*** Given text Section Begins ***
Hi all, Today I seen my nuero who has all my test results back and was told I have atypical ms. He spoke a lot and I could not take in what he was saying (next time I will bring some one in with me). What does this mean? Thanks ann

Hi Ann,

I’m sorry to hear about your diagnosis today.

“atypical” just means “not typical” - but you probably knew that. As MS is hugely variable anyway, it’s difficult to say what a “typical” case is like, or to guess in what way he thought yours wasn’t. He may just have meant your MRI doesn’t look like a textbook case, or something like that. Hard to say.

He was probably a bit silly, because normally at diagnosis it’s not a good idea to bombard patients with information, because, for most, it’s emotional news - even if they expected it - and they may have trouble taking anything else in. Presumably, some kind of follow-up’s being arranged, or you’ll be put in touch with an MS nurse? Make a note of things you want to ask, to take up then. This could include in what way your MS is “atypical”, and whether this has any implications for treatment.
*** Given text Section Ends ***
*** Dataset excerpts Section Begins ***
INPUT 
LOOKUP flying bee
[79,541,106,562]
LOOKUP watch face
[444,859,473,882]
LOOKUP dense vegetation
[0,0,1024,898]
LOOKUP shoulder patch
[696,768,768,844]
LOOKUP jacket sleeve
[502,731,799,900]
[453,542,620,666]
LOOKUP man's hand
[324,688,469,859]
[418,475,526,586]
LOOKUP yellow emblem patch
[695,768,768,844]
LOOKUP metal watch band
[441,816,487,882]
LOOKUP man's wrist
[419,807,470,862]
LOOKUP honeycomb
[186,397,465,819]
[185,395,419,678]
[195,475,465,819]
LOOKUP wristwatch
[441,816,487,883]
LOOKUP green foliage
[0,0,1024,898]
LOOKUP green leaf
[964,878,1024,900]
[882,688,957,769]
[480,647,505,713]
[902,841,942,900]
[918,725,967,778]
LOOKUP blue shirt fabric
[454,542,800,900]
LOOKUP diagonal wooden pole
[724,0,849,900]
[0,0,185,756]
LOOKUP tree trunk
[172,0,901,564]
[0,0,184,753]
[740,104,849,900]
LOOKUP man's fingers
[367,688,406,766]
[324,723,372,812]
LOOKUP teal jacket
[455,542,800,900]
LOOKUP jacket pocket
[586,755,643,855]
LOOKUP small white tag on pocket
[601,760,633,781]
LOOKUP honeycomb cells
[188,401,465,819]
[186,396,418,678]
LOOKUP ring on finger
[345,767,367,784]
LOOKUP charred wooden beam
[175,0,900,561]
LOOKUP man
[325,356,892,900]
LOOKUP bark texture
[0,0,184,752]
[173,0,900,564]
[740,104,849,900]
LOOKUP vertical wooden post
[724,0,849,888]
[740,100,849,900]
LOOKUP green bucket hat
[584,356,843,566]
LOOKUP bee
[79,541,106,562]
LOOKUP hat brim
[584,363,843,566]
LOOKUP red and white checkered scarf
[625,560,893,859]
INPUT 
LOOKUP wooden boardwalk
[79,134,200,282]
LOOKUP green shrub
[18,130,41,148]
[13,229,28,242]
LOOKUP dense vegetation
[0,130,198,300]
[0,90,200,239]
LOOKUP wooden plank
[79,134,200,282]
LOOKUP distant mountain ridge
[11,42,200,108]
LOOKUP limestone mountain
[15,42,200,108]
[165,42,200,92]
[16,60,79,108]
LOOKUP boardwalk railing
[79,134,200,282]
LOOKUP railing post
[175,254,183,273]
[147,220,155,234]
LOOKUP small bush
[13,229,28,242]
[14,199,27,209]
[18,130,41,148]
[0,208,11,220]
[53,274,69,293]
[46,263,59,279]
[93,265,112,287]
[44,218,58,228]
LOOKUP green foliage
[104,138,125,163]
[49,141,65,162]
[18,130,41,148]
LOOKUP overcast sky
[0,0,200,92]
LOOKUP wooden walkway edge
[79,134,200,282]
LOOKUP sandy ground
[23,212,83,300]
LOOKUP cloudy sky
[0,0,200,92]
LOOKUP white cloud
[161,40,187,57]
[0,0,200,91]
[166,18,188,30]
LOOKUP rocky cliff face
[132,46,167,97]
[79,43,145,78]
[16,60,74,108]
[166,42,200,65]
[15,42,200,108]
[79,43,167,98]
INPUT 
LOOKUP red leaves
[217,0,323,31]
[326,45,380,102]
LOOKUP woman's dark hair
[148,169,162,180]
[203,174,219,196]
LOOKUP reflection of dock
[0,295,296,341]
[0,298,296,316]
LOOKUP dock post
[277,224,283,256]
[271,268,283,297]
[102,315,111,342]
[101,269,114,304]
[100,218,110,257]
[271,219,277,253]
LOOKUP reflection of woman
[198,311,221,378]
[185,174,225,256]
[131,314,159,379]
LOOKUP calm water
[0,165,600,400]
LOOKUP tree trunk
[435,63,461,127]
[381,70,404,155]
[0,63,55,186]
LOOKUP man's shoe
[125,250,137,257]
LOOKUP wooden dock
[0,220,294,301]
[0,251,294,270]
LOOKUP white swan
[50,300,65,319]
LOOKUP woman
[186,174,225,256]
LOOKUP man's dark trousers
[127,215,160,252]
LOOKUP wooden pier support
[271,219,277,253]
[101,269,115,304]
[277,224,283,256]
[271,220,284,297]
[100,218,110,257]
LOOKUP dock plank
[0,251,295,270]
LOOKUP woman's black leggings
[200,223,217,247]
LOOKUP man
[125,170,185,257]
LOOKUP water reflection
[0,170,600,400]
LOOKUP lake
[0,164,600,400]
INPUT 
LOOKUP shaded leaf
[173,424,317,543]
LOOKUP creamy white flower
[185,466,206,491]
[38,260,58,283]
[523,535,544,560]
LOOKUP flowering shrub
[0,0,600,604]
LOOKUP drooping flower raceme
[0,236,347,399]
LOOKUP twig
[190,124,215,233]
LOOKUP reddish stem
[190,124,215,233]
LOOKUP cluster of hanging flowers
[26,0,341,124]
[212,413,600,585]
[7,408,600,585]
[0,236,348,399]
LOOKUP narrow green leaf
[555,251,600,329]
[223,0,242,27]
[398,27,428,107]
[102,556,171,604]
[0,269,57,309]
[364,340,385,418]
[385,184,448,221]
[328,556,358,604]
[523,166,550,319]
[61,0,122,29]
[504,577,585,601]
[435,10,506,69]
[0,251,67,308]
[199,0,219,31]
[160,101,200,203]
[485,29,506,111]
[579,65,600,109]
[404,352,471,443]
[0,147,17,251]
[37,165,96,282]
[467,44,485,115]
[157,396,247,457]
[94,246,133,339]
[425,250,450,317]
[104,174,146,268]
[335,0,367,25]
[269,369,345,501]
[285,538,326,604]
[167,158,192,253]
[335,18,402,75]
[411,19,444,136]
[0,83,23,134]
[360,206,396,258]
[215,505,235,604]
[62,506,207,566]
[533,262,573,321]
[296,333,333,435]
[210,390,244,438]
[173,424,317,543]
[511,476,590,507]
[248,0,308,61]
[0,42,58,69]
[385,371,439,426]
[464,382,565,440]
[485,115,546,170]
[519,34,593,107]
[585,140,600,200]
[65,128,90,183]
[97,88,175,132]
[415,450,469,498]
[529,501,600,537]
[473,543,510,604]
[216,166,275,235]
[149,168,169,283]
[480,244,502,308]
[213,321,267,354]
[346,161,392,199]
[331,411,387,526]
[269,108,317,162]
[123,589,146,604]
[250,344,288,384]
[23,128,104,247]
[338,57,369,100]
*** Dataset excerpts Section Ends ***
• _Complete the following_:
(A) In the forum thread about an atypical MS diagnosis, what does Ann say she will do at her next appointment with the neurologist?
(B) Return the part of the atypical MS thread starting at "Hi all, Today" and ending at "Hard to say.".
(C) Write the next part of the forum reply to Ann about her atypical MS diagnosis, starting after its last sentence.

• _Outputs by task_:
(A) She will bring someone in with her.

(B)
Hi all, Today I seen my nuero who has all my test results back and was told I have atypical ms. He spoke a lot and I could not take in what he was saying (next time I will bring some one in with me). What does this mean? Thanks ann

Hi Ann,

I’m sorry to hear about your diagnosis today.

“atypical” just means “not typical” - but you probably knew that. As MS is hugely variable anyway, it’s difficult to say what a “typical” case is like, or to guess in what way he thought yours wasn’t. He may just have meant your MRI doesn’t look like a textbook case, or something like that. Hard to say.

(C)
Tina

x

Some people (including me) roll up with a list of symptoms that are characteristic of MS and set the alarm bells ringing for the neurologist. There are typical MS things that go wrong, typical signs and symptoms, typical parts of the central nervous system that MS tends to go for. But MS lesions can pop up in other places in the central nervous system too, places that are not typical for MS, but still be MS because the disease process is exactly the same, although it is showing itself in slightly unusual ways. I guess that atypical (which means ‘not typical’) is the word they use for people in that category - including, by the sounds of it, you.

Don’t worry about feeling that you haven’t taken it all in yet. You have plenty of time to get used to the idea and find out all about it. I am sorry that you have had this bad news.